Entries from a point annotation set
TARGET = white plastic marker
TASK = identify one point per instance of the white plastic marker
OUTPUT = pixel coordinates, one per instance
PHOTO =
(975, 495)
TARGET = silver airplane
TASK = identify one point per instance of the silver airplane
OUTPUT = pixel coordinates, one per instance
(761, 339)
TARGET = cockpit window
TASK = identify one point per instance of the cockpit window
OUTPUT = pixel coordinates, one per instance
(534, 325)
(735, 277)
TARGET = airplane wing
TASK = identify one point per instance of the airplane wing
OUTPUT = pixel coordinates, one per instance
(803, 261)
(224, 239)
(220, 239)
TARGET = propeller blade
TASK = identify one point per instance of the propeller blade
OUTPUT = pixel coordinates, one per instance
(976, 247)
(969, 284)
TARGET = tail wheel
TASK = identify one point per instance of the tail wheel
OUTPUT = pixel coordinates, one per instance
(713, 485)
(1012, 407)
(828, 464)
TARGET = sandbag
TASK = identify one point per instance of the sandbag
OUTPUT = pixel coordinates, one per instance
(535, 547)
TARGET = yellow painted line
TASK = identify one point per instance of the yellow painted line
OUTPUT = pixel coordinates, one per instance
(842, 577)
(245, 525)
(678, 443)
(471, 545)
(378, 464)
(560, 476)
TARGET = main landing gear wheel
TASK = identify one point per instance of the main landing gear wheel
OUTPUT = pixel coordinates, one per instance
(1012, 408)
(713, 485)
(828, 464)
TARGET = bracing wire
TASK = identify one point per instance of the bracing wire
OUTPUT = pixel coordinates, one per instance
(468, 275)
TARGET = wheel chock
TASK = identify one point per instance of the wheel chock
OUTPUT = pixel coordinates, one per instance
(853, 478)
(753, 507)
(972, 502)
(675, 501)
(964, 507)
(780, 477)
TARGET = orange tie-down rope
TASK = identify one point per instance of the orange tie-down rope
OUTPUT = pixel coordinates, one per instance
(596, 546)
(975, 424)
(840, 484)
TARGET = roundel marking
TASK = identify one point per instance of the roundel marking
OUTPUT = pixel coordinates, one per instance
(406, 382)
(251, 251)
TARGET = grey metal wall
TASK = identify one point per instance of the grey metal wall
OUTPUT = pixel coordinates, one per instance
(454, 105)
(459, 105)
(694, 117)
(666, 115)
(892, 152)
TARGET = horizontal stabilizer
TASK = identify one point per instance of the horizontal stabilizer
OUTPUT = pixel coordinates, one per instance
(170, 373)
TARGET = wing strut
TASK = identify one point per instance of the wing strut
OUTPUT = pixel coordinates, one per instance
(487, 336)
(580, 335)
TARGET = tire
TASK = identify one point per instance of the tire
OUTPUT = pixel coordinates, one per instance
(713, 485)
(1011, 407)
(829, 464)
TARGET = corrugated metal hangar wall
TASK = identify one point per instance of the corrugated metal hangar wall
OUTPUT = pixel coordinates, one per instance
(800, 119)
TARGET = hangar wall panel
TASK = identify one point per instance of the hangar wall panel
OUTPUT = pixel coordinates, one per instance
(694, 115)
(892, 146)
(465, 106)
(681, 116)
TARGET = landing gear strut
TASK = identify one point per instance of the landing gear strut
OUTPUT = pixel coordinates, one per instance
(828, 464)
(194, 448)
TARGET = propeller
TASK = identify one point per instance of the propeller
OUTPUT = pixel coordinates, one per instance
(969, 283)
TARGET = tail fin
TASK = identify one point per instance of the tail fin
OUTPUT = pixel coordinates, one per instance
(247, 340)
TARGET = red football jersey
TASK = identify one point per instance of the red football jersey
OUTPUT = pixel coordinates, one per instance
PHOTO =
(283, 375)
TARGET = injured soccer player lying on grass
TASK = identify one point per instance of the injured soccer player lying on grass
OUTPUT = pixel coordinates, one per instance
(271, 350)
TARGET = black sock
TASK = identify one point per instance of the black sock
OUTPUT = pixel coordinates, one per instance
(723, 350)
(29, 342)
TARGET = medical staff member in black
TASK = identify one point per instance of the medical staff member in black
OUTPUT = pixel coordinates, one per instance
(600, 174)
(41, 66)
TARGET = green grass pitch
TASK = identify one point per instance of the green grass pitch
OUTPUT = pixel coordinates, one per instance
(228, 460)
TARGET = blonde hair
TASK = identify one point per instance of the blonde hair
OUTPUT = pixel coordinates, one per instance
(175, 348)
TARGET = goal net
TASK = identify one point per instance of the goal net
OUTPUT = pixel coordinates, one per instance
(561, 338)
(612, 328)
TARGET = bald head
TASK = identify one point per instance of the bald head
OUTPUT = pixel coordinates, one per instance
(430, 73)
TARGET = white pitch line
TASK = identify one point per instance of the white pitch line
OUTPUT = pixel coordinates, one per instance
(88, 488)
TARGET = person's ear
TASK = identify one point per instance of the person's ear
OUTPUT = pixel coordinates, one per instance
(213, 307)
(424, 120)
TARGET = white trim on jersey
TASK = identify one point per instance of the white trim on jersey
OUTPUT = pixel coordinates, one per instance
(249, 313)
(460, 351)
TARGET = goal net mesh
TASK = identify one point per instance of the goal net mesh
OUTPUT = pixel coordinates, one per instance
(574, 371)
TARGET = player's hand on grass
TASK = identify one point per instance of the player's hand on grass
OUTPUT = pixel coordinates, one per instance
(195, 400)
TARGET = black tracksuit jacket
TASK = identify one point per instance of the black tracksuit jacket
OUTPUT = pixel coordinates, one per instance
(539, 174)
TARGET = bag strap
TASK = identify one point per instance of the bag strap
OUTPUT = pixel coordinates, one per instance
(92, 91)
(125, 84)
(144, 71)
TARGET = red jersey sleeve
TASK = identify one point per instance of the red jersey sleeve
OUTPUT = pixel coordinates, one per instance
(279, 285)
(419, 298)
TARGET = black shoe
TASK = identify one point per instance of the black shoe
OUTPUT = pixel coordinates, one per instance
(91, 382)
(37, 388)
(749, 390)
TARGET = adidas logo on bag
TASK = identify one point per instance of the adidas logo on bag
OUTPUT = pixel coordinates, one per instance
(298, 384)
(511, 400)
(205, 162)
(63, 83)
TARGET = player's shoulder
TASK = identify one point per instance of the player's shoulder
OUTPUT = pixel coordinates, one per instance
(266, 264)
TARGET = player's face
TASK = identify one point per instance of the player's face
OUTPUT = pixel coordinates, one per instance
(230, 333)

**TO DO:**
Rewrite the items above as a JSON array of strings, with one string for each line and blank lines left out.

**RESULT OF THE EXERCISE:**
[
  "TARGET = white plastic marker",
  "TASK = identify one point per instance of the white plastic marker",
  "OUTPUT = pixel coordinates, one per instance",
  "PHOTO =",
  "(975, 495)",
  "TARGET = silver airplane",
  "TASK = identify one point per instance of the silver airplane",
  "OUTPUT = pixel coordinates, one per instance",
  "(761, 339)",
  "TARGET = cockpit window",
  "TASK = identify one point per instance of the cockpit window",
  "OUTPUT = pixel coordinates, one per instance",
  "(534, 325)",
  "(735, 277)",
  "TARGET = airplane wing",
  "TASK = identify one point per instance of the airplane wing",
  "OUTPUT = pixel coordinates, one per instance",
  "(803, 261)",
  "(224, 239)",
  "(220, 239)",
  "TARGET = propeller blade",
  "TASK = identify one point per instance of the propeller blade",
  "OUTPUT = pixel coordinates, one per instance",
  "(976, 247)",
  "(969, 284)",
  "TARGET = tail wheel",
  "TASK = identify one point per instance of the tail wheel",
  "OUTPUT = pixel coordinates, one per instance",
  "(713, 485)",
  "(1012, 407)",
  "(828, 464)",
  "TARGET = sandbag",
  "TASK = identify one point per instance of the sandbag",
  "OUTPUT = pixel coordinates, one per instance",
  "(535, 547)",
  "TARGET = yellow painted line",
  "TASK = identify one point per instance of the yellow painted line",
  "OUTPUT = pixel coordinates, one per instance",
  "(842, 577)",
  "(245, 525)",
  "(678, 443)",
  "(471, 545)",
  "(378, 464)",
  "(560, 476)",
  "TARGET = main landing gear wheel",
  "TASK = identify one point per instance of the main landing gear wheel",
  "OUTPUT = pixel coordinates, one per instance",
  "(1012, 408)",
  "(713, 485)",
  "(828, 464)",
  "TARGET = bracing wire",
  "TASK = identify one point per instance of the bracing wire",
  "OUTPUT = pixel coordinates, one per instance",
  "(468, 275)",
  "TARGET = wheel chock",
  "TASK = identify one point per instance of the wheel chock",
  "OUTPUT = pixel coordinates, one per instance",
  "(853, 478)",
  "(753, 507)",
  "(972, 502)",
  "(675, 501)",
  "(964, 507)",
  "(780, 477)",
  "TARGET = orange tie-down rope",
  "TASK = identify one point per instance of the orange tie-down rope",
  "OUTPUT = pixel coordinates, one per instance",
  "(596, 546)",
  "(975, 424)",
  "(840, 484)",
  "TARGET = roundel marking",
  "TASK = identify one point per instance of the roundel marking",
  "OUTPUT = pixel coordinates, one per instance",
  "(406, 382)",
  "(251, 251)",
  "TARGET = grey metal wall",
  "TASK = identify one point per instance of the grey metal wall",
  "OUTPUT = pixel coordinates, one per instance",
  "(454, 105)",
  "(459, 105)",
  "(694, 117)",
  "(666, 115)",
  "(892, 152)",
  "TARGET = horizontal stabilizer",
  "TASK = identify one point per instance of the horizontal stabilizer",
  "OUTPUT = pixel coordinates, one per instance",
  "(170, 373)",
  "TARGET = wing strut",
  "TASK = identify one point per instance of the wing strut",
  "OUTPUT = pixel coordinates, one per instance",
  "(487, 336)",
  "(580, 335)",
  "TARGET = tire",
  "TASK = identify one point per instance of the tire",
  "OUTPUT = pixel coordinates, one per instance",
  "(713, 485)",
  "(1011, 407)",
  "(829, 464)",
  "TARGET = corrugated metal hangar wall",
  "TASK = identify one point per instance of the corrugated metal hangar wall",
  "OUTPUT = pixel coordinates, one per instance",
  "(800, 119)",
  "TARGET = hangar wall panel",
  "TASK = identify one point per instance of the hangar wall panel",
  "OUTPUT = pixel coordinates, one per instance",
  "(694, 115)",
  "(892, 146)",
  "(465, 106)",
  "(681, 116)",
  "TARGET = landing gear strut",
  "TASK = identify one point per instance of the landing gear strut",
  "OUTPUT = pixel coordinates, one per instance",
  "(828, 464)",
  "(194, 448)",
  "TARGET = propeller",
  "TASK = identify one point per instance of the propeller",
  "OUTPUT = pixel coordinates, one per instance",
  "(969, 283)",
  "TARGET = tail fin",
  "TASK = identify one point per instance of the tail fin",
  "OUTPUT = pixel coordinates, one per instance",
  "(247, 340)",
  "TARGET = red football jersey",
  "TASK = identify one point per instance of the red football jersey",
  "OUTPUT = pixel coordinates, one per instance",
  "PHOTO =",
  "(283, 375)",
  "TARGET = injured soccer player lying on grass",
  "TASK = identify one point per instance of the injured soccer player lying on grass",
  "OUTPUT = pixel coordinates, one per instance",
  "(271, 350)",
  "TARGET = black sock",
  "TASK = identify one point per instance of the black sock",
  "OUTPUT = pixel coordinates, one per instance",
  "(723, 350)",
  "(29, 342)",
  "TARGET = medical staff member in black",
  "TASK = identify one point per instance of the medical staff member in black",
  "OUTPUT = pixel coordinates, one per instance",
  "(600, 174)",
  "(41, 66)",
  "TARGET = green grass pitch",
  "TASK = identify one point per instance of the green grass pitch",
  "OUTPUT = pixel coordinates, one per instance",
  "(228, 460)",
  "TARGET = blonde hair",
  "TASK = identify one point per instance of the blonde hair",
  "OUTPUT = pixel coordinates, one per instance",
  "(175, 348)",
  "TARGET = goal net",
  "TASK = identify one point per instance of the goal net",
  "OUTPUT = pixel coordinates, one per instance",
  "(561, 338)",
  "(612, 328)",
  "TARGET = bald head",
  "TASK = identify one point per instance of the bald head",
  "OUTPUT = pixel coordinates, one per instance",
  "(430, 73)",
  "TARGET = white pitch line",
  "TASK = identify one point per instance of the white pitch line",
  "OUTPUT = pixel coordinates, one per instance",
  "(88, 488)",
  "TARGET = person's ear",
  "TASK = identify one point per instance of the person's ear",
  "OUTPUT = pixel coordinates, one per instance",
  "(213, 307)",
  "(424, 120)",
  "TARGET = white trim on jersey",
  "TASK = identify one point per instance of the white trim on jersey",
  "OUTPUT = pixel coordinates, one per instance",
  "(249, 313)",
  "(460, 351)",
  "TARGET = goal net mesh",
  "TASK = identify one point per instance of the goal net mesh",
  "OUTPUT = pixel coordinates, one per instance",
  "(574, 371)",
  "TARGET = player's hand on grass",
  "TASK = identify one point per instance of the player's hand on grass",
  "OUTPUT = pixel coordinates, one per instance",
  "(195, 400)",
  "TARGET = black tracksuit jacket",
  "TASK = identify one point per instance of the black tracksuit jacket",
  "OUTPUT = pixel coordinates, one per instance",
  "(539, 174)",
  "TARGET = bag strap",
  "TASK = identify one point per instance of the bag strap",
  "OUTPUT = pixel coordinates, one per instance",
  "(92, 91)",
  "(125, 84)",
  "(144, 71)",
  "TARGET = red jersey sleeve",
  "TASK = identify one point per instance of the red jersey sleeve",
  "OUTPUT = pixel coordinates, one per instance",
  "(279, 285)",
  "(419, 298)",
  "TARGET = black shoe",
  "TASK = identify one point per instance of the black shoe",
  "OUTPUT = pixel coordinates, one per instance",
  "(91, 382)",
  "(37, 388)",
  "(749, 390)",
  "TARGET = adidas logo on bag",
  "TASK = identify one point per instance of the adidas logo on bag",
  "OUTPUT = pixel coordinates, one per instance",
  "(298, 384)",
  "(511, 400)",
  "(205, 162)",
  "(63, 83)",
  "TARGET = player's shoulder",
  "TASK = identify one point per instance of the player's shoulder",
  "OUTPUT = pixel coordinates, one per instance",
  "(266, 264)",
  "TARGET = player's face",
  "TASK = identify one point per instance of the player's face",
  "OUTPUT = pixel coordinates, one per instance",
  "(230, 333)"
]